### [Set task]
Rewrite the lines of data below with "in this photo" swapped for "in this picture" wherever it occurs and all else unchanged, leaving the pictures out.
####
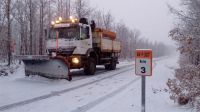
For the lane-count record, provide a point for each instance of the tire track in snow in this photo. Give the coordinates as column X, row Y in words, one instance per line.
column 100, row 100
column 114, row 93
column 57, row 93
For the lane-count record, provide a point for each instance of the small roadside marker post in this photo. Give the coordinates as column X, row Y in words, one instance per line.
column 143, row 68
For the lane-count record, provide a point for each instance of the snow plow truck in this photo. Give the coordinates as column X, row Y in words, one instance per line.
column 73, row 44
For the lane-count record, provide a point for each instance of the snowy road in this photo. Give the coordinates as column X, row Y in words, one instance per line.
column 107, row 91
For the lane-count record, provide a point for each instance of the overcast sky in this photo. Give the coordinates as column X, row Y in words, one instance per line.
column 151, row 17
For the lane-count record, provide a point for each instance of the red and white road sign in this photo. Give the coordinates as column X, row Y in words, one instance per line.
column 143, row 62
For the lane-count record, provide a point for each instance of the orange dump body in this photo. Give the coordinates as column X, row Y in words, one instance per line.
column 106, row 33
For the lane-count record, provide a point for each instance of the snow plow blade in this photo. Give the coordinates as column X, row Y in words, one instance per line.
####
### [Task output]
For the lane-count record, provide a point for each instance of the tire track in snow in this picture. Give the coordinates as column X, row Y in words, one instance per line.
column 100, row 100
column 114, row 93
column 57, row 93
For the lane-count record, provide a point for each instance of the small roadside marker post in this picture. Give the coordinates as column X, row Y in words, one instance per line.
column 143, row 68
For the lane-count record, provide a point for each instance of the snow plow truck in this picture. Give the coordinates as column X, row Y in words, one instance per line.
column 73, row 44
For the lane-count record, provide a point for each instance of the snowy road in this picture. Give the coordinates as column X, row Y in words, one instance per line.
column 107, row 91
For the lane-count record, provide a point for each instance of the overcast sky in this picture. Give the coordinates as column X, row Y in words, one instance per line.
column 151, row 17
For the lane-count record, provide a point for each instance of the red and white road sign in this picture. Give the coordinates as column X, row Y in words, one instance per line.
column 143, row 62
For the lane-count record, provide a point for each instance of the orange dump body in this picture. Give the coordinates as column X, row Y in words, one instance per line.
column 106, row 33
For the lane-count record, provide a point for each instance of the snow plow blade in this picture. Give the coordinates as column X, row Y in words, one instance per line.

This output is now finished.